===== Dokumen

Dari Diaspora ke Balai Kota: Perjalanan Historis Zohran Mamdani Menjadi Wali Kota NYC
Zohran Mamdani
Jakarta, Satuju.com - Dalam drama pertarungan politik panjang nan melelahkan, Zohran Mamdani terpilih menjadi Wali Kota New York City. Mamdani tercatat dalam sejarah sebagai muslim pertama yang menjadi pemimpin di kota terbesar Amerika Serikat itu.
Politikus muda yang masih berusia 34 tahun ini dikenal lewat gaya santainya. Ia sukses dengan janji kampanye nya akan menjadikan biaya hidup warga New York. menjadi lebih murah dan tanpa beban.
Mamdani mengungguli pesaing-pesaing kuat, termasuk mantan Gubernur New York Andrew Cuomo yang maju sebagai independen. Kemenangan ini pun begitu menakjubkan setelah dia unggul signifikan dari pesaing terdekat yang juga petahana wali kota.

==========
===== Informasi yang Diberikan

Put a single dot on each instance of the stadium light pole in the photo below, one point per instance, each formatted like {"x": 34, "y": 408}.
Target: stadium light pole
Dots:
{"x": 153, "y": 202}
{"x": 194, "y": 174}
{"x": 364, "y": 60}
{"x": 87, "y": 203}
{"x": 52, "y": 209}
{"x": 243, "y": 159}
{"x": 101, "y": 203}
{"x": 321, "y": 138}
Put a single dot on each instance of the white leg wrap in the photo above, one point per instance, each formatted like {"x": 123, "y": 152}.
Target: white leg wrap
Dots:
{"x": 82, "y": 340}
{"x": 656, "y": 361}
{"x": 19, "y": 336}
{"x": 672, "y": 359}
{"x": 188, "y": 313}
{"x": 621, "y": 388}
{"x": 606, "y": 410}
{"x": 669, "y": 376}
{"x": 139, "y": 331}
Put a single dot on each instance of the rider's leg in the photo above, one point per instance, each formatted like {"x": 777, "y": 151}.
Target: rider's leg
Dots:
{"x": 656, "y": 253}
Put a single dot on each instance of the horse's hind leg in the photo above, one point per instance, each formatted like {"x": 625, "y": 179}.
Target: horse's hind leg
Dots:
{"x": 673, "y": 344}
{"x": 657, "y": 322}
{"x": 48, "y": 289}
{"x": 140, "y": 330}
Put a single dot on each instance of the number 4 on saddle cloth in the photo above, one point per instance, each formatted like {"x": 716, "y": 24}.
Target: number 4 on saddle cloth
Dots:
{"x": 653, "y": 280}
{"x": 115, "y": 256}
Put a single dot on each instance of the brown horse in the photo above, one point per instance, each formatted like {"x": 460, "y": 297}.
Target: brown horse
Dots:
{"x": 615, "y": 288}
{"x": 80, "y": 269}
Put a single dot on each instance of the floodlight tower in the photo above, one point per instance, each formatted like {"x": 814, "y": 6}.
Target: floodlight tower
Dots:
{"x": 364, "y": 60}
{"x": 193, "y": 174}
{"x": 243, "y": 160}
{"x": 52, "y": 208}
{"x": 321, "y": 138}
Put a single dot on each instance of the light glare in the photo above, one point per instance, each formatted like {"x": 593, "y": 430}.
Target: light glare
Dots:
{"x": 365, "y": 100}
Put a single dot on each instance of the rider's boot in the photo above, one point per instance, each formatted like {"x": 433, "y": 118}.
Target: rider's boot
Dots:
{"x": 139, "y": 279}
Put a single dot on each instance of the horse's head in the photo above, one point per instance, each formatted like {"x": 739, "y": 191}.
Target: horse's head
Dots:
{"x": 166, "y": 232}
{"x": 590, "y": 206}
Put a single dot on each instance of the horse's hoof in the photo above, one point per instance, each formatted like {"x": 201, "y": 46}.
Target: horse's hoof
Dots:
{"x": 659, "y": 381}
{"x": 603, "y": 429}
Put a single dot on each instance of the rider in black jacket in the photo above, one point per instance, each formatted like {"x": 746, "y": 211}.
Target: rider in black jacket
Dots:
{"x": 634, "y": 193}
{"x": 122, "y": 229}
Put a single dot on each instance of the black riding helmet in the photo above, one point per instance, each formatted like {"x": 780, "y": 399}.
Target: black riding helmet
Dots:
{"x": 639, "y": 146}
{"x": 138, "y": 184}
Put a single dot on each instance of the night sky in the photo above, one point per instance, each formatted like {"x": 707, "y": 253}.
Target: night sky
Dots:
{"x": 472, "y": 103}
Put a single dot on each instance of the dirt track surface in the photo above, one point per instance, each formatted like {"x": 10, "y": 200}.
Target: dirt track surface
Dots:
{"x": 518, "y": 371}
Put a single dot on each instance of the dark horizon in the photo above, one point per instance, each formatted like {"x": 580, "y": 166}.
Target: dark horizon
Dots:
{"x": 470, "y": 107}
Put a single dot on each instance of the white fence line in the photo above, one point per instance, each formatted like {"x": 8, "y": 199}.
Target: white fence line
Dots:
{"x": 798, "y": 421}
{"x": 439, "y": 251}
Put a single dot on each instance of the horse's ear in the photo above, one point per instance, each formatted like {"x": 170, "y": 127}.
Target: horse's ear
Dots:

==========

Tugas yang Diminta —
a) Berapa usia Zohran Mamdani menurut artikel tentang terpilihnya dia sebagai wali kota?
b) Kutip dari artikel tentang terpilihnya Zohran Mamdani sebagai wali kota bagian mulai dari "Mamdani mengungguli pesaing-pesaing" sampai dengan "petahana wali kota.".
Daftar di atas tidak diperlukan.

Jawaban Tertulis —
a) 34 tahun.

b)
Mamdani mengungguli pesaing-pesaing kuat, termasuk mantan Gubernur New York Andrew Cuomo yang maju sebagai independen. Kemenangan ini pun begitu menakjubkan setelah dia unggul signifikan dari pesaing terdekat yang juga petahana wali kota.